** BEGIN **

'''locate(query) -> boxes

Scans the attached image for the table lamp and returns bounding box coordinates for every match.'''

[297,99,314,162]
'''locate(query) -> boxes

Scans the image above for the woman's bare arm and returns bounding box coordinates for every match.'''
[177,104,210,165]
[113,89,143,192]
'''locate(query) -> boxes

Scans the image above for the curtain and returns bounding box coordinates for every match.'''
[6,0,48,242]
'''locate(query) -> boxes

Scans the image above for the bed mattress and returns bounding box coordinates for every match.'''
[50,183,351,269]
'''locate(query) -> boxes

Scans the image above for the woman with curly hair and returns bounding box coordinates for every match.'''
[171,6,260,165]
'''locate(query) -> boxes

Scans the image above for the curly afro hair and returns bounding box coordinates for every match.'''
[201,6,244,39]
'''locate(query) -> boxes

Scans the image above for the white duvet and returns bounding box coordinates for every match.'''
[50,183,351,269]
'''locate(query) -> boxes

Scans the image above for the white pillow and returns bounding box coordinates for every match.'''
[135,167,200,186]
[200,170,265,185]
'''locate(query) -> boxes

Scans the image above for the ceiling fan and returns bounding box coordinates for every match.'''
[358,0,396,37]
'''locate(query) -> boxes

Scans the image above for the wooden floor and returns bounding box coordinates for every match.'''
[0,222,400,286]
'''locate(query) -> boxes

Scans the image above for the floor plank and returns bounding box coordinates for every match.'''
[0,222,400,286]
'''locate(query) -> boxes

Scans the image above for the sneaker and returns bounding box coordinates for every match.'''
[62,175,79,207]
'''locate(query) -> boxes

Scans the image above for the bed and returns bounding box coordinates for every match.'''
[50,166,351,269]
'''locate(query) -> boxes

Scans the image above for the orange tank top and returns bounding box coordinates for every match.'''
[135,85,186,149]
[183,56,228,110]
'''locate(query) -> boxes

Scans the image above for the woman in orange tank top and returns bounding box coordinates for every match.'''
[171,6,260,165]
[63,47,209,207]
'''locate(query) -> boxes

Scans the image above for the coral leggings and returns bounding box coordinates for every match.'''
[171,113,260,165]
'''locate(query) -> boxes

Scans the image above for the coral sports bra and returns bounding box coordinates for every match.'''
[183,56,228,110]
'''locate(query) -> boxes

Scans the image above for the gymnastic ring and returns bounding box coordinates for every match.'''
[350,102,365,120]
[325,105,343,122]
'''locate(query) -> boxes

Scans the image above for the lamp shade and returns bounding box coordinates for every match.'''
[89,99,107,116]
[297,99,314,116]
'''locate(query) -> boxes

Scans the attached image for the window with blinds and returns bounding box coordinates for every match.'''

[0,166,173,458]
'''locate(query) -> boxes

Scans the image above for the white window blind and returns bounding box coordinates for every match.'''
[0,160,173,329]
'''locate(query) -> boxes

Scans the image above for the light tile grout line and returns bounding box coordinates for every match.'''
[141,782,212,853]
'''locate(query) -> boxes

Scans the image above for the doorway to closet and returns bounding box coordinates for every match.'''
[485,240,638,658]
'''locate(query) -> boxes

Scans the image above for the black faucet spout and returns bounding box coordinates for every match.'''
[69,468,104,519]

** END **

STATED PROBLEM: Take the listing above and set it down exactly.

OUTPUT FOR THIS EXERCISE:
'''locate(query) -> boxes

Scans the attached image for the table lamp and returns bounding box coordinates for every match.'''

[297,99,314,162]
'''locate(query) -> boxes

Scans the image above for the woman's bare arm and returns bounding box coordinates for every match.'''
[177,104,210,165]
[113,89,143,192]
'''locate(query) -> boxes

Scans the image above for the curtain and returns bounding box coordinates for every match.'''
[6,0,48,242]
'''locate(query) -> boxes

Scans the image above for the bed mattress and returns bounding box coordinates for every match.'''
[50,183,351,269]
'''locate(query) -> boxes

Scans the image above for the woman with curly hair and returns bounding box coordinates for every match.'''
[171,6,260,165]
'''locate(query) -> boxes

Scans the image above for the curly afro hair and returns bounding box coordinates for every match.'''
[201,6,244,39]
'''locate(query) -> boxes

Scans the image above for the white duvet and returns bounding box coordinates for every match.'''
[50,183,351,269]
'''locate(query) -> boxes

Scans the image above for the white pillow and returns bounding box coordinates for every match.'''
[135,167,200,186]
[200,170,265,185]
'''locate(query) -> boxes

Scans the image above for the ceiling fan and returns bounding box coordinates for every match.'''
[358,0,396,37]
'''locate(query) -> boxes

Scans the image above for the wooden floor and returns bounding box coordinates for every match.'''
[0,222,400,286]
'''locate(query) -> boxes

Scans the image above for the floor plank and returns bounding box coordinates for every match.'''
[0,222,400,286]
'''locate(query) -> boxes

Scans the image above for the sneaker and returns bounding box coordinates for every match.'''
[62,175,79,207]
'''locate(query) -> boxes

Scans the image above for the bed and returns bounding box coordinates for every match.'''
[50,166,351,269]
'''locate(query) -> boxes

Scans the image above for the orange tank top and returns bounding box coordinates for every match.'''
[135,85,186,149]
[183,56,228,110]
'''locate(query) -> boxes

Scans the image above for the woman in orange tank top and returns bounding box coordinates for every match.'''
[171,6,260,165]
[63,47,209,207]
'''locate(query) -> boxes

Scans the image above for the coral leggings and returns bounding box coordinates for every match.'''
[171,113,260,165]
'''locate(query) -> boxes

Scans the image above for the coral sports bra and returns bounding box coordinates for every match.'''
[183,56,228,110]
'''locate(query) -> boxes

Scans the image above for the gymnastic ring and returns bounding box coordinates for every match.'''
[350,102,365,120]
[325,105,343,122]
'''locate(query) -> boxes

Scans the image above for the lamp shade and returns bounding box coordinates for every match.'''
[89,99,107,116]
[297,99,314,116]
'''locate(query) -> boxes

Scans the attached image for the window with blinds and returns bounding box coordinates for every match.'''

[0,166,173,458]
'''locate(query) -> boxes

Scans the image above for the white window blind and returns bounding box coordinates for every match.'''
[0,160,173,329]
'''locate(query) -> boxes

Scans the image above for the light tile grout line and returns bounding box coordinates for every match.'''
[141,782,212,853]
'''locate(query) -> boxes

Scans the image above for the doorway to closet and returns bounding box coordinates for every match.'''
[485,240,638,658]
'''locate(query) -> boxes

Scans the image above for the black faucet spout and returns bounding box coordinates for every match.'''
[69,468,104,519]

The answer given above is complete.